Posted: Monday, August 18, 2008 12:00 am
Daniel Sandoval
Even though civilization seems to amass great quantities of toxic substances, the natural world is also laden with dangerous plants, soils and gasses. Poisons were in the news for the third week of August.
100 years ago
Emil Therkildsen, sheriff of Albany County, died at the age of 46, and the Aug. 19, 1908, Natrona County Tribune attributed the cause as an "abscess in the head" brought on by concern for the death of his predecessor, Albert Bath, who was killed by a fugitive.
Flora defenses - The state veterinarian and a university professor were investigating the deaths of 40 cattle in eastern Converse County. They concluded the culprit was the plant lupine.
Lupine, a variety of pea, was common on the range and cattle could normally eat lupine without ill effects. However, the seeds and seed pods do contain poison.

EXERCISE SET >>
**1)** In the poisons column, do these statements agree with the text? (a) Emil Therkildsen was 46 when he died. (b) The cattle deaths were in western Converse County. (c) Cattle normally could not eat lupine without harm. Answer each with yes or no and quote the deciding words.
**2)** According to the poisons column, how many cattle died in Converse County?
**3)** Proceed with the poisons column from where it stops.

DATA BLOCK >>
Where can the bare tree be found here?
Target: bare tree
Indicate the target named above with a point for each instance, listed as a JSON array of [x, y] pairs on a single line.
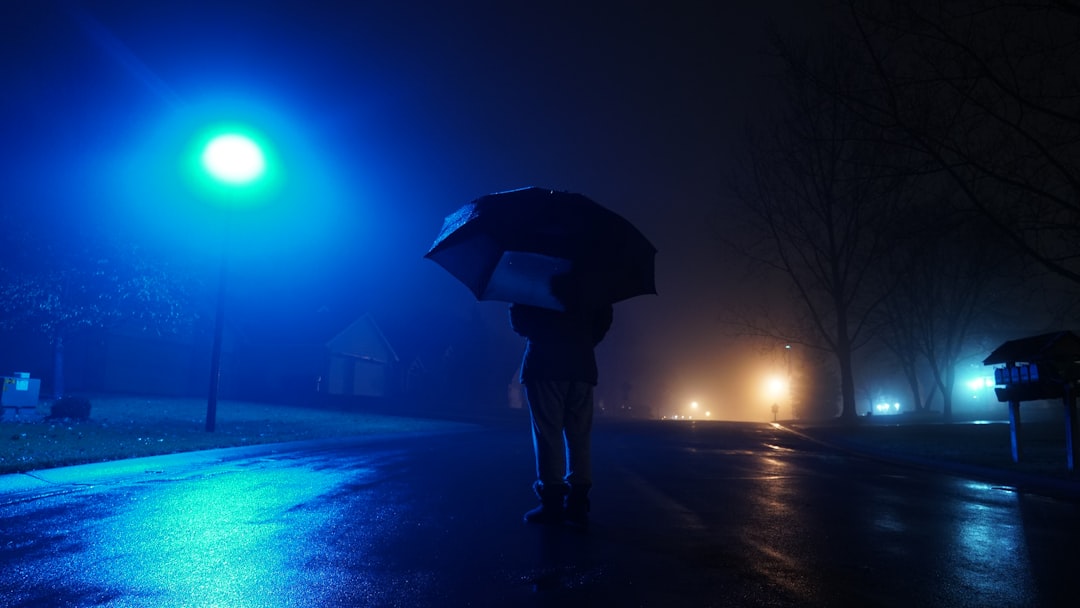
[[818, 198], [950, 279], [63, 283], [988, 92]]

ANSWER SET >>
**1)**
(a) Yes: "died at the age of 46"
(b) No: "eastern Converse County"
(c) No: "cattle could normally eat lupine without ill effects"

**2)** 40 cattle died.

**3)**
What made the summer of 1908 different, concluded State Veterinarian Pflaeging and Professor Aven Nelson, was that the unusually wet spring produced a high concentration of seed pods.
Heavy loads - The 1908 Tribune scolded certain readers by announcing that there was a new town ordinance prohibiting people from driving freight wagons over the concrete crossings at Casper's Center and Second streets.
Not only were readers informed of the new ordinance, but the Tribune admonished whomever it was who recently broke a manhole cover by driving a heavily loaded wagon over the cement crossing.
Passive nemesis - State Veterinarian Pflaeging was in Casper to help John Greenlaw figure out why 14 of his horses just upped and died. Greenlaw lived six miles east of town.
After ruling out spinal meningitis, Pflaeging determined that the horses died from white loco weed poisoning, which was found in Greenlaw's pasture.
Warning label - The Aug. 19, 1908, Tribune reported that a man, unidentified, secured a patent for a poison bottle. The bottle was formed in the shape of a coiled rattlesnake and textured with scales so people knew they were handling poison even in the dark.
75 years ago
Wyoming State Engineer Edwin Burrett issued a permit for the construction of a dam at Seminoe, as reported in the lead story of the Aug. 18, 1933, Casper Tribune-Herald.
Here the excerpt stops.